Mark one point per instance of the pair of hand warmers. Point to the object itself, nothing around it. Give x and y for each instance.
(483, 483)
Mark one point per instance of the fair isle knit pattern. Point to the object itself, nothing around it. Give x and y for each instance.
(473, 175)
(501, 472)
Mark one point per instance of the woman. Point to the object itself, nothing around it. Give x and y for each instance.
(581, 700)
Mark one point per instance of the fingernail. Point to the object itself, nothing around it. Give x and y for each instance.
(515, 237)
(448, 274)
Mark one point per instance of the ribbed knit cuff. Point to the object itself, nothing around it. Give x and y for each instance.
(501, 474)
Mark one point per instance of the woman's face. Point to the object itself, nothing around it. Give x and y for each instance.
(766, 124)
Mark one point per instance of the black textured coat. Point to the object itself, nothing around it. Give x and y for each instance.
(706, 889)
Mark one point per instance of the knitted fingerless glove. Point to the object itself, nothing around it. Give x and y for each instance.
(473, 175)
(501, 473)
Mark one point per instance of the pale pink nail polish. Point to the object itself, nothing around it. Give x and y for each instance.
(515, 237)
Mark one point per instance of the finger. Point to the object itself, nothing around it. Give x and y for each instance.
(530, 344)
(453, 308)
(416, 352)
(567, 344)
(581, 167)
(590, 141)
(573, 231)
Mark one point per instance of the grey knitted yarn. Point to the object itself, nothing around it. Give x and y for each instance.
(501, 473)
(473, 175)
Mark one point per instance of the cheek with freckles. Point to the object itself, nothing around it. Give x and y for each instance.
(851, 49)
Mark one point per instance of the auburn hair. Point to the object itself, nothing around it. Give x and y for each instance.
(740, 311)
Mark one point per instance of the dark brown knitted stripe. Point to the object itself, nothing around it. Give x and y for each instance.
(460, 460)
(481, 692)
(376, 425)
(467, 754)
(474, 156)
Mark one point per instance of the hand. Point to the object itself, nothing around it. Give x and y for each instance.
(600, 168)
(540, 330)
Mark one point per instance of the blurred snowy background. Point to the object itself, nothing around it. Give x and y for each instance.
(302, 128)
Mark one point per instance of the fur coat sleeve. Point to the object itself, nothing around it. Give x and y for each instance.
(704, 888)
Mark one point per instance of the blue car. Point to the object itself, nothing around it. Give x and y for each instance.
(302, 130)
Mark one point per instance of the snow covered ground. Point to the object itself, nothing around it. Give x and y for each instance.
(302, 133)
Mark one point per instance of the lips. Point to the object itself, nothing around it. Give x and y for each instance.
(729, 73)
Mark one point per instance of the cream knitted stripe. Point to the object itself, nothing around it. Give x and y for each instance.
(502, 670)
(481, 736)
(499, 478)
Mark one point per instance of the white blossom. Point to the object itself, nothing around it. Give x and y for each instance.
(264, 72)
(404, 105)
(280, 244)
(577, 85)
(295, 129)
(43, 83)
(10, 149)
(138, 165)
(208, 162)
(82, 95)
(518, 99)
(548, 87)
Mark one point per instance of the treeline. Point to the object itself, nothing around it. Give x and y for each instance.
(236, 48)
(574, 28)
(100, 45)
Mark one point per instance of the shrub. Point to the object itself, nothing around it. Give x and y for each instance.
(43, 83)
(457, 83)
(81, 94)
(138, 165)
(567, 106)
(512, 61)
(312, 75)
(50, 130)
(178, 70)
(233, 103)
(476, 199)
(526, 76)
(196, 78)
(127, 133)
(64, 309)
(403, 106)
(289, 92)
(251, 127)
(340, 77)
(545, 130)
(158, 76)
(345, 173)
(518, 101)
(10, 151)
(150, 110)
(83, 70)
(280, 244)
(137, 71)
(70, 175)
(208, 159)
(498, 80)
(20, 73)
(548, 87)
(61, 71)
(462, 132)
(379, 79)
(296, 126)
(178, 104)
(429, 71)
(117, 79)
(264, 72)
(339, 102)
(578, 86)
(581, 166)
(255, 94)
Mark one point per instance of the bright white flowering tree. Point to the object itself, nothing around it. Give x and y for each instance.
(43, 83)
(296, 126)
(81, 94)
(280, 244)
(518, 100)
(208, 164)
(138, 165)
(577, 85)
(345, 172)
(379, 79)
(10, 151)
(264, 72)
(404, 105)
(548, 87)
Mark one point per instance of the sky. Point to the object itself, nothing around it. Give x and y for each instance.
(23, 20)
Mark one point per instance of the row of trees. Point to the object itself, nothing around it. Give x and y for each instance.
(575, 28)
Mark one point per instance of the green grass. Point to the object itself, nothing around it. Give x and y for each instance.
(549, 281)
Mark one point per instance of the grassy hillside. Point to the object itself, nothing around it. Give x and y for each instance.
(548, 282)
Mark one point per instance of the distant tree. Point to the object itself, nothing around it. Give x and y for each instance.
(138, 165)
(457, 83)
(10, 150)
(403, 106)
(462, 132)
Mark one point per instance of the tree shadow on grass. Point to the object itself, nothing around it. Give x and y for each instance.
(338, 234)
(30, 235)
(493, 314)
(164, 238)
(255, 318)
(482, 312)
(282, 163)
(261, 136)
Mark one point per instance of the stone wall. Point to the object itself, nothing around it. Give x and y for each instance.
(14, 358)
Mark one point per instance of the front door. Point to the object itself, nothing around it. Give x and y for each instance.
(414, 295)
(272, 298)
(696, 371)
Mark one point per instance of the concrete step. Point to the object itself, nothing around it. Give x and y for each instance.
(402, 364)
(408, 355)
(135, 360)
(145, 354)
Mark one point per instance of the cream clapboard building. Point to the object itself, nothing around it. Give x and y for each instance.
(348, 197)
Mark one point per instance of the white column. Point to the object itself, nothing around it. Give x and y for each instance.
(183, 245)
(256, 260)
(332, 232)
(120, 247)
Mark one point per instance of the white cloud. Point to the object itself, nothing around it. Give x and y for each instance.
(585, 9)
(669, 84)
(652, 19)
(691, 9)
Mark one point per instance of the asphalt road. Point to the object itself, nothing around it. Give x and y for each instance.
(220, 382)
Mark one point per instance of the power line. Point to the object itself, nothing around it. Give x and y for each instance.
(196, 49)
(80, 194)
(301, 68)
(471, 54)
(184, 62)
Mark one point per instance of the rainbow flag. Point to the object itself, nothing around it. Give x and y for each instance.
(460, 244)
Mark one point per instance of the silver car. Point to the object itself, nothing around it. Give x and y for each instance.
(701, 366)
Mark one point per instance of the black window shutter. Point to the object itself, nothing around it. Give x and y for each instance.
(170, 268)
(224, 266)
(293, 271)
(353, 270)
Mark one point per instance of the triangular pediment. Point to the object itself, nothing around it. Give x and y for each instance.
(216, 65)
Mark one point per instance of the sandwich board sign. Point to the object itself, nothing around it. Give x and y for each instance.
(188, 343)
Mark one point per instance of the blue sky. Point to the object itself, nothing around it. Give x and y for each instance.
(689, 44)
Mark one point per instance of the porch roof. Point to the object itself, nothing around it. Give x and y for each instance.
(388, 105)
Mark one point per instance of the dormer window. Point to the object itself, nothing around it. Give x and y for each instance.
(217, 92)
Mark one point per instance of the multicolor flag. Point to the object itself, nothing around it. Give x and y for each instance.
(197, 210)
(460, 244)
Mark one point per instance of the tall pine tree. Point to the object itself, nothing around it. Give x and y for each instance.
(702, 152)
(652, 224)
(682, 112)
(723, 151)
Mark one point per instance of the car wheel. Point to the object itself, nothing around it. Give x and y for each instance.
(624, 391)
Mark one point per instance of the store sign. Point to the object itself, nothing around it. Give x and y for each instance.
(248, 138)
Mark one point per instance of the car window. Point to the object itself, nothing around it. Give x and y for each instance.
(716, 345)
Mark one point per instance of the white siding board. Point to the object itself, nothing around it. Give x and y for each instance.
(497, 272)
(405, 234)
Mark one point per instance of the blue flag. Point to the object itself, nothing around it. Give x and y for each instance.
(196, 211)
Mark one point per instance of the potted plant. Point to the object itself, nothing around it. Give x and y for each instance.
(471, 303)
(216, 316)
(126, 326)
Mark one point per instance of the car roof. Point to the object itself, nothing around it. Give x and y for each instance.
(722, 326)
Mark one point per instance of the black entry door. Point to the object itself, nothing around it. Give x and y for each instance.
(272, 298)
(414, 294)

§ TASK STATEMENT
What is needed is a word-for-word restatement of every line from the one with "Mark one point per instance of the car roof." to the end of the entries above.

§ WRITTEN RESPONSE
Mark one point per instance of the car roof. Point to the object itself, nothing around it. Give x and y for each instance.
(722, 326)
Mark one point per instance of the black entry door. Point to the object itself, nothing around it. Give x and y for each instance.
(272, 298)
(414, 294)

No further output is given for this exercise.